If you don't know dubstep, it's like 1930s skiffle music crossed with early bach,

but different in every single way.

And Skrillex himself, well, he is named after the cleaning product that had been used in his parents' house when he was conceived.

Or it might be the ancient Latin word for dubstep.

I'm not sure.

Also, the music has proved inspirational and indeed iconic amongst supporters of the campaign to get Slovakia, Croatia, Romania, Italy, and Luxembourg to all leave the EU at the same time.

And well, he's also renowned for his haircut, Skrillex.

Very distinctive, shaved on one side, Yeah.

Long on the other.

So he's kind of done it the same as you, but the other way out.

I've gone top and back.

You've got the old reverse Skrillex.

Reverse Skrillex or

the reverse Saltzman.

But he actually developed his distinctive shaved on one side, long on the other, to give him better ballast and aerodynamism and walking fast around corners because he was often late for appointments.

But it also does mean that if Skrillex is running at you at high speed, he will swing.

and one final skrillx fact uh he's not in contention for the forthcoming world snooker championships he's focusing on dubstep very difficult to uh track skrillex's movement when he's on the subcontinent isn't it andy he tends to move late late yeah

um nish i mean what i mean you you i mean you're of a you know

considerably younger

generation than me.

Yeah, but I mean not philosophically, Andy.

Unfortunately,

my age has not been a barrier to our friendship due to the fact that we've somehow picked up exactly the same cultural references.

What does A Skrillex and B mosquitoes mean to you?

Well mosquitoes have been a constant bane of my life

so but so has Skrillex and I dislike Skrillex's music to such an extent that I am willing to risk malaria.

Christian Aide actually sells Skrillex blankets to keep him out of young children's tents at night.

Yeah, it's the combination apparently of very high and very low frequencies.

Apparently, it's that range that is affecting mosquitoes' behaviour, which does suggest we could achieve the same extent by just having me talk over a Barry White track.

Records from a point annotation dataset
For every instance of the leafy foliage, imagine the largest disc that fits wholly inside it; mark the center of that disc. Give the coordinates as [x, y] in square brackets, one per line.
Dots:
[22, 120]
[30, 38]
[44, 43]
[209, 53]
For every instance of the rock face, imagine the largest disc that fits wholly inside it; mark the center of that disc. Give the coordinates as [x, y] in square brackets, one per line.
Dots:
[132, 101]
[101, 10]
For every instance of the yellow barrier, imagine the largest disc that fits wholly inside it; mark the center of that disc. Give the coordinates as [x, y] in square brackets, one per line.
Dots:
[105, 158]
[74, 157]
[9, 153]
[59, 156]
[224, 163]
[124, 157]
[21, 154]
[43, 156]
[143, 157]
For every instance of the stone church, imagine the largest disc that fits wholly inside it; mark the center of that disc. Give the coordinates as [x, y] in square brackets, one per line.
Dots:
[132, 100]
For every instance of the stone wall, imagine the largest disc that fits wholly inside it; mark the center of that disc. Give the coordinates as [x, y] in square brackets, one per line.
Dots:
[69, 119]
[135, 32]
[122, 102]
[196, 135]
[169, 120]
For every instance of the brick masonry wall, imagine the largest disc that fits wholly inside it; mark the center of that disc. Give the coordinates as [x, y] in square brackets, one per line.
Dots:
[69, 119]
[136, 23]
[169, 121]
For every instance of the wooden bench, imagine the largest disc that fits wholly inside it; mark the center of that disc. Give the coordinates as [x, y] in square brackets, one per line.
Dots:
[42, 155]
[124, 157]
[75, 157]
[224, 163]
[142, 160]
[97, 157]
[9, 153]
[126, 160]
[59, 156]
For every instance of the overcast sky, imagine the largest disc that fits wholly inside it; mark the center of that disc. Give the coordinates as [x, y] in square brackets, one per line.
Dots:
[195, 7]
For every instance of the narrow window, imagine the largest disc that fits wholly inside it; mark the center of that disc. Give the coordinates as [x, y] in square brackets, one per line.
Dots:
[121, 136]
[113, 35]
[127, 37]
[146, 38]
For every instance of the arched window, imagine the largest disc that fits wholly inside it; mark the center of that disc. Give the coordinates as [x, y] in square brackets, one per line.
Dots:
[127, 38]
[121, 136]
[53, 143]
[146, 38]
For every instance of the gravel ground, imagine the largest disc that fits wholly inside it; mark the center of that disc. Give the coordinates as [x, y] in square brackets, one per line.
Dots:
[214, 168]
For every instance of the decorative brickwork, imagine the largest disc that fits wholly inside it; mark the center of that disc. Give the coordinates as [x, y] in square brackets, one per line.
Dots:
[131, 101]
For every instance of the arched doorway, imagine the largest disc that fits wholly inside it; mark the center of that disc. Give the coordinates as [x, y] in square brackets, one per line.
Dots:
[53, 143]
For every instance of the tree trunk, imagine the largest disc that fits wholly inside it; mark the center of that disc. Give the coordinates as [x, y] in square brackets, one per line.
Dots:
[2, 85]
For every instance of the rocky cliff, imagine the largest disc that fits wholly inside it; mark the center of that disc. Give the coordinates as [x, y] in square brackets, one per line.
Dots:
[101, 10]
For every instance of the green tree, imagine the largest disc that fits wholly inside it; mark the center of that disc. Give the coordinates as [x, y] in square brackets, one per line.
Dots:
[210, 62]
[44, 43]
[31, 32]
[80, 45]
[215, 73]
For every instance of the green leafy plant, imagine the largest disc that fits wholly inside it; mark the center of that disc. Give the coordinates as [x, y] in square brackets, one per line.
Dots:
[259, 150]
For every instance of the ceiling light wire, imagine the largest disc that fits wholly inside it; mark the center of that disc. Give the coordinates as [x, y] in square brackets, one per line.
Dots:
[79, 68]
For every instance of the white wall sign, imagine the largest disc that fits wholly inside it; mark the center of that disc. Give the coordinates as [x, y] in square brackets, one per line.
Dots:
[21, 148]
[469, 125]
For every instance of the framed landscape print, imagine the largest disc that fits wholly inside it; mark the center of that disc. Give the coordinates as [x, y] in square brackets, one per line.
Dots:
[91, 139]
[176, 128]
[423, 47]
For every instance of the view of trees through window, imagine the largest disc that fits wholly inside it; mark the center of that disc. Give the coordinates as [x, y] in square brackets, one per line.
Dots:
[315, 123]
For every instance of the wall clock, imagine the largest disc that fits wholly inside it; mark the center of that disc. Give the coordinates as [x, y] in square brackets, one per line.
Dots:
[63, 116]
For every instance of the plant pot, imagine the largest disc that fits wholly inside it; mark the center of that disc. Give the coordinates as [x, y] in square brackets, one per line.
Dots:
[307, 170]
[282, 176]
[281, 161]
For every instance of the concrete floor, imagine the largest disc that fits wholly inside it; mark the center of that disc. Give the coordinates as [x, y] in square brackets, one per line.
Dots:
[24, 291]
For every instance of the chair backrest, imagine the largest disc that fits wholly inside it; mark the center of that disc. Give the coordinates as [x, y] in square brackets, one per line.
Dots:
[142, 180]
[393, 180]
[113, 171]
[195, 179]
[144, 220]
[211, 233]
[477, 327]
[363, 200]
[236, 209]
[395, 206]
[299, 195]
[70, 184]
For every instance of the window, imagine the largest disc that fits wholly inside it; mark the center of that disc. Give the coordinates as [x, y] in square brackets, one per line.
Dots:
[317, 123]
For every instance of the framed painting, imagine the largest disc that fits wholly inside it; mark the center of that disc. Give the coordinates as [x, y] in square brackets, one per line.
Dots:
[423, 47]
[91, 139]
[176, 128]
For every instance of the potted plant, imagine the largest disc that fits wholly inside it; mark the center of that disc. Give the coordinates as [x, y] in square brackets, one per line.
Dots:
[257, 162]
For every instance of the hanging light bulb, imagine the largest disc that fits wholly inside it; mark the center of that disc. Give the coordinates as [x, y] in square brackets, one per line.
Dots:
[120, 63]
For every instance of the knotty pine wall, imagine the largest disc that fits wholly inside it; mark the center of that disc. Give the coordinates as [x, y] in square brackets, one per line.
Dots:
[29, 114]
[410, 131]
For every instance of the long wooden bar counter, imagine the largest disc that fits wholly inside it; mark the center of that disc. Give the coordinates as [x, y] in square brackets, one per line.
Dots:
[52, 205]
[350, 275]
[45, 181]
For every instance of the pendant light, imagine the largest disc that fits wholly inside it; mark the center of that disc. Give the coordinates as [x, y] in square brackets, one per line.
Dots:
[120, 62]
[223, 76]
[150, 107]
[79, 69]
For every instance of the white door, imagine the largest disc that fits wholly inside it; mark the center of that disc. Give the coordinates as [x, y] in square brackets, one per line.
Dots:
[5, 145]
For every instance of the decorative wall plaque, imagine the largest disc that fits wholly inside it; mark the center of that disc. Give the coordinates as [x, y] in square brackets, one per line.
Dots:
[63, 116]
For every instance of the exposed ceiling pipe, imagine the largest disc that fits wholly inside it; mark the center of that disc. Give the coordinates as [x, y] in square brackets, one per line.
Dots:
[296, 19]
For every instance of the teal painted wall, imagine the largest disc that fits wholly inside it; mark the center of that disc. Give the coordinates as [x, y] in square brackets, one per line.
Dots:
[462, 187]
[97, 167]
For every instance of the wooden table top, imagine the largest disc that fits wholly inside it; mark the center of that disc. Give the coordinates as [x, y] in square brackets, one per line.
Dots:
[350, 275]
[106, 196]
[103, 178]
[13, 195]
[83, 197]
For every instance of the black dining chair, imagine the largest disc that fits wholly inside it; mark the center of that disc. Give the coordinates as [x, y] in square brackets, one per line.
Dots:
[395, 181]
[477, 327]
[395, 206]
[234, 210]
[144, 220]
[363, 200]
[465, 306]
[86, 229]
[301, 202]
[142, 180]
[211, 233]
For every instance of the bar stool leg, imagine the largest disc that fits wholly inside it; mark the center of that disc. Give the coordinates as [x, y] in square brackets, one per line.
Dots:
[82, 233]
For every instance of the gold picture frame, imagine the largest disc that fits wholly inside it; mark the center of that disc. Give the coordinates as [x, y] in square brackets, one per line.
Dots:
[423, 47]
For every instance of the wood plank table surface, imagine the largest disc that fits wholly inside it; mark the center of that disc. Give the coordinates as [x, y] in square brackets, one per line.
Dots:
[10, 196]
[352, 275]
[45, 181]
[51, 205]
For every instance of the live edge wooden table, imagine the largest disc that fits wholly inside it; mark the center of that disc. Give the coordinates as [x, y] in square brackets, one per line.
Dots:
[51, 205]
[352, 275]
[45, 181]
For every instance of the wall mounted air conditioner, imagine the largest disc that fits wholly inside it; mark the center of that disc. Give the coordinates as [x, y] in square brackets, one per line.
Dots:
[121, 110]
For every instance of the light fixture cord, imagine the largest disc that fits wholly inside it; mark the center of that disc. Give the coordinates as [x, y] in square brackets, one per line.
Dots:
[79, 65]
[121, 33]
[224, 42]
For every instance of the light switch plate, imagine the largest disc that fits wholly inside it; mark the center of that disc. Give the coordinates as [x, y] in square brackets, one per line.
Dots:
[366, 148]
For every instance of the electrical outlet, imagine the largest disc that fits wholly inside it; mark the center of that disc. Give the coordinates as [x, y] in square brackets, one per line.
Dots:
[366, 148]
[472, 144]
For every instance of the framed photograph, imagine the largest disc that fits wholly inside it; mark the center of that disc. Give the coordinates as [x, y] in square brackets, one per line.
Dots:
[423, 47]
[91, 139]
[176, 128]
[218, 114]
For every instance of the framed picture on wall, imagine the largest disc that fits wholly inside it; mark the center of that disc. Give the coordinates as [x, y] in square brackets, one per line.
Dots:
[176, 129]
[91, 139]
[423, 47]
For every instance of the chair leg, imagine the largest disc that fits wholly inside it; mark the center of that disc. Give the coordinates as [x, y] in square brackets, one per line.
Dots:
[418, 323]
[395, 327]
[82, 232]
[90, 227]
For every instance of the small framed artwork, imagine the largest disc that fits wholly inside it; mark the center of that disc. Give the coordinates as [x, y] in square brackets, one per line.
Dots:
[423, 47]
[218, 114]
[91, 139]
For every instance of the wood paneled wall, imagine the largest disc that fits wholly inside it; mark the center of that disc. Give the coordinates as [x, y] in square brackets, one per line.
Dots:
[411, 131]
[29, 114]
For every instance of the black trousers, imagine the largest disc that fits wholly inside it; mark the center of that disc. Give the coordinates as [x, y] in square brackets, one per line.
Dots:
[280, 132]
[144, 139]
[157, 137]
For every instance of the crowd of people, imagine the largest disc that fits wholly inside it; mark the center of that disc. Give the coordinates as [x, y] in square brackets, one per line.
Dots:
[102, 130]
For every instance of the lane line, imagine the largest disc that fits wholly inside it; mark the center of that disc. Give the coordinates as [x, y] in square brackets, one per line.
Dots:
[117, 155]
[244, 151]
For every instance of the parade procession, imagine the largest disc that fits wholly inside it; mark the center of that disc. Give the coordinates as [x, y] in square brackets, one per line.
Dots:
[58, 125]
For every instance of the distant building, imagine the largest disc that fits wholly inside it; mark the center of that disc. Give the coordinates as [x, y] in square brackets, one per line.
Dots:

• **Required work**:
[1] Copy the portion of the Skrillex passage that opens with the words containing "Well mosquitoes have" and closes with "very low frequencies.".
[2] List every line of the records that contains the word "black".

• **Expected answers**:
[1]
Well mosquitoes have been a constant bane of my life

so but so has Skrillex and I dislike Skrillex's music to such an extent that I am willing to risk malaria.

Christian Aide actually sells Skrillex blankets to keep him out of young children's tents at night.

Yeah, it's the combination apparently of very high and very low frequencies.

[2]
For every instance of the black dining chair, imagine the largest disc that fits wholly inside it; mark the center of that disc. Give the coordinates as [x, y] in square brackets, one per line.
For every instance of the black trousers, imagine the largest disc that fits wholly inside it; mark the center of that disc. Give the coordinates as [x, y] in square brackets, one per line.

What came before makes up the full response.